## REQUIRED WORK
Pick up the account of the Kamakura outing and the house fire after its last sentence, and continue it.

## SOURCE PASSAGE
Monday, October 30, 2006

House Fires and Halloween Parties

Last weekend was an adventure. I went to Kamakura with my friend Yuriko, who was down for a visit home. She volunteered to show me some of the smaller temples around, plus a cave of some sort or another that she insisted we go to. The cave wasn't really a cave, it was a place where a tunnel had been carved through a very thin ridge, so the actual ceiling of the tunnel was only a few meters wide. There was a danger sign for falling rocks, but that didn't seem to stop the hikers. I'm waiting for the earthquake that collapses it, although it must be pretty solid rock to have survived to now. It looked like part of a construction project, but when you walk through it, there are some carved-away places with small Buddhist statues placed inside. Altogether rather strange. What happened after was even more unique.

We went through the 'tunnel' and down the hiking trail and came upon a road. Just past the trailhead, there were some houses, all overlooking a small stream. There were some people standing on the side of the road, looking down into the stream. I thought one of the old folks had dropped something down and they were trying to figure out how to get it. But when we got closer, we smelled smoke and realized that they weren't looking down, they were watching the house across the way. There was smoke coming out from under the eaves on the top floor.

Some of the neighbors were around, and we asked if anyone was home. They said a woman in her 70s lived there, but she wasn't answering her phone. Yuriko, myself, and a Japanese couple ran around to the gate. The guy jumped the gate and ran up to the door, knocking and calling out, trying to see if anyone was home. He couldn't open the door, and came back out. Yuriko and I went in, and I promptly walked into a giant spiderweb that everyone else had been too short to run into.

## RECORD SET

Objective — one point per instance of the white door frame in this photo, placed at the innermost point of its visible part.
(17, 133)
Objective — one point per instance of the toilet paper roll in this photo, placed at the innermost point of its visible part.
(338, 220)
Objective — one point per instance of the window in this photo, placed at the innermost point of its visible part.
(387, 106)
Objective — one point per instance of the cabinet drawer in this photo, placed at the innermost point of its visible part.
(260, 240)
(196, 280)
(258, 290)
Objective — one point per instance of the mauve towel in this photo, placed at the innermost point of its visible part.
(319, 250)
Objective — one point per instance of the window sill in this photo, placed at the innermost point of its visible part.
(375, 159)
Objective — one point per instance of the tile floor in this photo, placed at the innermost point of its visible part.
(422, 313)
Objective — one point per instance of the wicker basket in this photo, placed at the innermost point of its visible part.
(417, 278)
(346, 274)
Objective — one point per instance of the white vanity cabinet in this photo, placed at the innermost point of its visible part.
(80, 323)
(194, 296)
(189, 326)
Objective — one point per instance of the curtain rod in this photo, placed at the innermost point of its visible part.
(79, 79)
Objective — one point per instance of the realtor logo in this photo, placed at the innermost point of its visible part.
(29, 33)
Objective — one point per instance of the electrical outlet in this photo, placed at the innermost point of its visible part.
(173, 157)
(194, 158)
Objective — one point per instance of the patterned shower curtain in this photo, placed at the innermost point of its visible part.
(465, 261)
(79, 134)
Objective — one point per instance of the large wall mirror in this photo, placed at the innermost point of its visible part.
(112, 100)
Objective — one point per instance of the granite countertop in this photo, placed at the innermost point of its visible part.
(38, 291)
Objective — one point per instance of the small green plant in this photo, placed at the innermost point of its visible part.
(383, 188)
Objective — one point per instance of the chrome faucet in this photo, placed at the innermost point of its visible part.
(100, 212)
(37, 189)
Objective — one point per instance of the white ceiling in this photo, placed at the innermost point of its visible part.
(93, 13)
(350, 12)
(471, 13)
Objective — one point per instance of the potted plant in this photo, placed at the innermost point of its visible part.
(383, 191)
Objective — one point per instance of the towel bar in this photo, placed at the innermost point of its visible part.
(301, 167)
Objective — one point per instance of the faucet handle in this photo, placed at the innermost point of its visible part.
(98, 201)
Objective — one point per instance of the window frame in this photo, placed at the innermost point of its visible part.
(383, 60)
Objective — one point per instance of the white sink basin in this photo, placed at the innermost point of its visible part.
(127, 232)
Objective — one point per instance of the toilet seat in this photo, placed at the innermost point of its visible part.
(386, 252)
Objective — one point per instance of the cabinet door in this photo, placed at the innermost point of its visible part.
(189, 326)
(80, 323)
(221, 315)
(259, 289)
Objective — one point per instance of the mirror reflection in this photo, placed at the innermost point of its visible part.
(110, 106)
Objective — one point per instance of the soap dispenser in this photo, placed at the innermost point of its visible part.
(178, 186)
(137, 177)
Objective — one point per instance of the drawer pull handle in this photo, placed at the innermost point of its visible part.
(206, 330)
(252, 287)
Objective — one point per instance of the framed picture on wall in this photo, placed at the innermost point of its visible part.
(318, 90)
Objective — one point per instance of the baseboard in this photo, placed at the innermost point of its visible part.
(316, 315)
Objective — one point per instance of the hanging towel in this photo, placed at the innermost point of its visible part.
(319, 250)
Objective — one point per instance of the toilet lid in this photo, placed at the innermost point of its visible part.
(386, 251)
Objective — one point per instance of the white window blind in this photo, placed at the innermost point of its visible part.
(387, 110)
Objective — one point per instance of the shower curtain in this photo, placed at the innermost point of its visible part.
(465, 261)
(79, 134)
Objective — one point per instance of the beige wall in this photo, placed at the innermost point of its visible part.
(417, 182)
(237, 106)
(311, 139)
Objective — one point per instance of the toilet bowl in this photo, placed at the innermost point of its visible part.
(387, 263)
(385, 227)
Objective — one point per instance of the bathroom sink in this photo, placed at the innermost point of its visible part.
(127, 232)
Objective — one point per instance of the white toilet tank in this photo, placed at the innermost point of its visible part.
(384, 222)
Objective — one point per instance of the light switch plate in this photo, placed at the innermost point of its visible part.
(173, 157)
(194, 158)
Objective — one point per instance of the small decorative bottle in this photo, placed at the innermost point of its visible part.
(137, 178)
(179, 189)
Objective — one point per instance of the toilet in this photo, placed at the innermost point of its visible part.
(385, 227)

## RESULT OF THIS TASK
I'm not arachnophobic, don't get me wrong. But I also don't seek out their company. And Japanese spiders are HUGE. I'm not talking those little orb weavers back in Indiana. I'm talking ginormous, brightly-colored spiders that sit in the middle waiting for a moth or small Japanese dog to get tangled up. So I wasn't pleased with the prospect of a big spider running around my head and down the back of my shirt or something, as spiders are wont to do. So I dropped to the ground, pulling silk from my hair, spitting it out of my mouth and in the process completely losing any of the manliness I'd hoped to exude by running into a burning building and saving some poor woman.

By now we could hear sirens, and I figured it's best not to be caught in someone's yard while foreign, fire or no, so we beat a hasty retreat to the road. When I glimpsed back, sure enough, the big-ass spider was still hanging there. Yuck.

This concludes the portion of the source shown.